> _Excerpt to read_

-- Opening Marker --

Wednesday, November 18, 2009


Quintin Laing took one for the team last night. In fact, he probably banked about 500 for the team with the puck he took to the jaw last night that will keep him on the shelf for several weeks. We've never experienced the technicolor pain of a broken jaw (although we do remember cringing when Michael Corleone took one to the teeth and had his jaw wired shut in "The Godfather"). We wondered, what do people suffering such injuries do after the injury and, if necessary, the surgery they need to repair the damage?

Well, thank heavens for Google. We found a few sites that describe the "blenderized" culinary world the patient inhabits and some of the precautions that the recuperating patient needs to take. For instance...

The Dartmouth-Hitchcock Medical Center recommends...

- Instead of 3 meals each day, try to eat 6 to 8 times a day.

- Avoid foods that are very hot or very cold. Your teeth can be extra sensitive to the temperature extremes.

- Avoid large amounts of water, diet sodas, coffee, and tea, as these drinks have few calories.

We're going to guess that the DHMC doesn't recommend jaw fractures as a weight loss strategy. The meals they describe are the sorts of things you haven't sampled since you were about, oh... six (months old, that is). Here is a sample lunch:

- 1 jar strained chicken (blend with milk or chicken broth)

-- Closing Marker --

> _Study material_
-- Opening Marker --

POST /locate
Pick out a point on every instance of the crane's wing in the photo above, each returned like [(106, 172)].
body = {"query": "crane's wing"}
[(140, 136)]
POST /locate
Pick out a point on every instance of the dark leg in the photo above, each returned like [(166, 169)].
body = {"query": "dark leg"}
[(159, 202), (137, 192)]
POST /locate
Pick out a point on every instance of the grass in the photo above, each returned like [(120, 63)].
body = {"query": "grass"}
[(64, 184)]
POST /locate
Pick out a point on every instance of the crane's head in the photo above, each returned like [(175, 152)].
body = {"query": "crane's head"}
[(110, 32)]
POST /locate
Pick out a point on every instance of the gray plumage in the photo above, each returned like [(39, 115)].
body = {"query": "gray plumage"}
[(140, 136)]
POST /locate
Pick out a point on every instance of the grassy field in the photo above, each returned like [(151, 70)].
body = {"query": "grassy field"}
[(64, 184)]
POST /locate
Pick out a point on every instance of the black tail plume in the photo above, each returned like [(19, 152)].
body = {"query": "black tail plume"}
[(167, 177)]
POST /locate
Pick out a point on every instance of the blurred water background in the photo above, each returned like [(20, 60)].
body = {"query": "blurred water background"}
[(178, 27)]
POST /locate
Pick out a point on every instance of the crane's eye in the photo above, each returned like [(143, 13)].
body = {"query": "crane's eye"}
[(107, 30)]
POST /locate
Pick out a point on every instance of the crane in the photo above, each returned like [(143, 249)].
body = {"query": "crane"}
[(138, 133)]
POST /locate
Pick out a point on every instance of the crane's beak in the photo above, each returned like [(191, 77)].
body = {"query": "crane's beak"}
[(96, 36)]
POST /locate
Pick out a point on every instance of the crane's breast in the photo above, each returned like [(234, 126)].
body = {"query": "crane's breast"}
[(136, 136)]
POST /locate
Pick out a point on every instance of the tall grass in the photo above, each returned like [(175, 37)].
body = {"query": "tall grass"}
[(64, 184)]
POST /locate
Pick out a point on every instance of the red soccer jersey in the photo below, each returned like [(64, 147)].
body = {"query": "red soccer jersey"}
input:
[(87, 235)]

-- Closing Marker --

> _List of tasks_
1 – In the piece about Quintin Laing's broken jaw, how often does the Dartmouth-Hitchcock Medical Center suggest eating each day instead of three meals?
2 – Write the next part of the piece about Quintin Laing's broken jaw, picking up right after its final line.

> _Answers to this exercise_
1 – 6 to 8 times a day.

2 –
- 1 jar strained peas (blend with milk or chicken broth)
- ½ cup mashed potatoes (blend with milk or chicken broth)
- 1 cup juice
- 1 cup milk

And how might you partake of the liquids without getting them all over yourself or resorting to the use of a bib? Well, that's where the fine folks at "Zip-n-Squeze Products" come in...

"These squeezable bags make hydration and nutrition a simple task not an overwhelming event... In the past the only other options for consuming a liquid diet were a syringe & catheter, turkey basters or sipee cups. This product is fun and easy to use greatly reducing anxiety at mealtime."

Catheters? Turkey basters? Sipee cups?!?!? Well, at least these things look cool, like something astronauts might use in space flight.

The people at the Loudoun Oral and Maxillofacial Surgery firm suggest that "a liquid diet does not always meet all the essential requirements, so it will be necessary to supplement each meal with one serving of any one of the following Sustagen, Meritene, Nutrament, Ovaltine or Carnation Instant Breakfast." Hey, just throw it all in the blender you have to buy and whip some up.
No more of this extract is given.